● JOB ITEM
Render every line of the items below as a Markdown table with two columns, "No." for the row number and "Line" for the line itself, skipping any blank lines. Leave the pictures out of your answer.

[Saved data entries]

<<<<

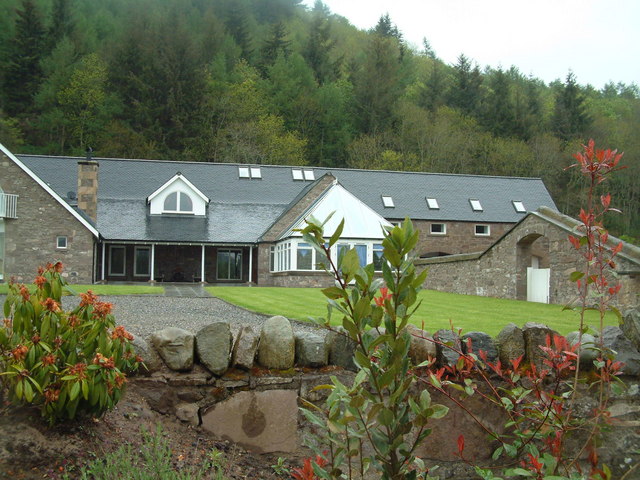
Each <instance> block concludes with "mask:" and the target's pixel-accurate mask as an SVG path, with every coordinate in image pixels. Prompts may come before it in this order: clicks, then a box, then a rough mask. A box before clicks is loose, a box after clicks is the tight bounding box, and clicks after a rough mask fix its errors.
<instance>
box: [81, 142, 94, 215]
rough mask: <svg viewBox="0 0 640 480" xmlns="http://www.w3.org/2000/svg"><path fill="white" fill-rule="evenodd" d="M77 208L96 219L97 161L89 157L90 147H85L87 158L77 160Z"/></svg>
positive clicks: (90, 151)
mask: <svg viewBox="0 0 640 480" xmlns="http://www.w3.org/2000/svg"><path fill="white" fill-rule="evenodd" d="M78 208H80V209H81V210H82V211H84V213H86V214H87V215H88V216H89V217H91V219H93V221H94V222H95V221H96V220H97V218H98V162H96V161H95V160H93V159H92V158H91V148H87V158H86V159H85V160H80V161H78Z"/></svg>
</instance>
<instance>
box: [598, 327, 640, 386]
mask: <svg viewBox="0 0 640 480" xmlns="http://www.w3.org/2000/svg"><path fill="white" fill-rule="evenodd" d="M602 343H603V345H604V347H606V348H609V349H611V350H613V351H614V352H616V360H617V361H619V362H624V367H623V368H622V372H623V373H624V374H625V375H638V374H640V353H638V349H637V348H636V346H635V345H634V344H633V343H632V342H631V340H629V339H628V338H627V336H626V335H625V334H624V332H623V331H622V330H621V329H620V328H618V327H613V326H609V327H604V330H603V331H602Z"/></svg>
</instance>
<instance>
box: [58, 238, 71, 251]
mask: <svg viewBox="0 0 640 480" xmlns="http://www.w3.org/2000/svg"><path fill="white" fill-rule="evenodd" d="M61 241H62V242H61ZM62 243H64V244H62ZM68 248H69V238H68V237H67V236H66V235H58V236H56V249H57V250H66V249H68Z"/></svg>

>>>>

● REPLY
| No. | Line |
|---|---|
| 1 | Each <instance> block concludes with "mask:" and the target's pixel-accurate mask as an SVG path, with every coordinate in image pixels. Prompts may come before it in this order: clicks, then a box, then a rough mask. A box before clicks is loose, a box after clicks is the tight bounding box, and clicks after a rough mask fix its errors. |
| 2 | <instance> |
| 3 | box: [81, 142, 94, 215] |
| 4 | rough mask: <svg viewBox="0 0 640 480" xmlns="http://www.w3.org/2000/svg"><path fill="white" fill-rule="evenodd" d="M77 208L96 219L97 161L89 157L90 147H85L87 158L77 160Z"/></svg> |
| 5 | positive clicks: (90, 151) |
| 6 | mask: <svg viewBox="0 0 640 480" xmlns="http://www.w3.org/2000/svg"><path fill="white" fill-rule="evenodd" d="M78 208H80V209H81V210H82V211H84V213H86V214H87V215H88V216H89V217H91V219H93V221H94V222H95V221H96V220H97V218H98V162H96V161H95V160H93V159H92V158H91V148H87V158H86V159H85V160H80V161H78Z"/></svg> |
| 7 | </instance> |
| 8 | <instance> |
| 9 | box: [598, 327, 640, 386] |
| 10 | mask: <svg viewBox="0 0 640 480" xmlns="http://www.w3.org/2000/svg"><path fill="white" fill-rule="evenodd" d="M602 343H603V345H604V347H606V348H609V349H611V350H613V351H614V352H616V360H617V361H619V362H624V367H623V368H622V372H623V373H624V374H625V375H638V374H640V353H638V349H637V348H636V346H635V345H634V344H633V343H632V342H631V340H629V339H628V338H627V336H626V335H625V334H624V332H623V331H622V330H621V329H620V328H618V327H613V326H609V327H604V330H603V331H602Z"/></svg> |
| 11 | </instance> |
| 12 | <instance> |
| 13 | box: [58, 238, 71, 251] |
| 14 | mask: <svg viewBox="0 0 640 480" xmlns="http://www.w3.org/2000/svg"><path fill="white" fill-rule="evenodd" d="M61 241H62V242H61ZM62 243H64V244H62ZM68 248H69V238H68V237H67V236H66V235H58V236H56V249H57V250H66V249H68Z"/></svg> |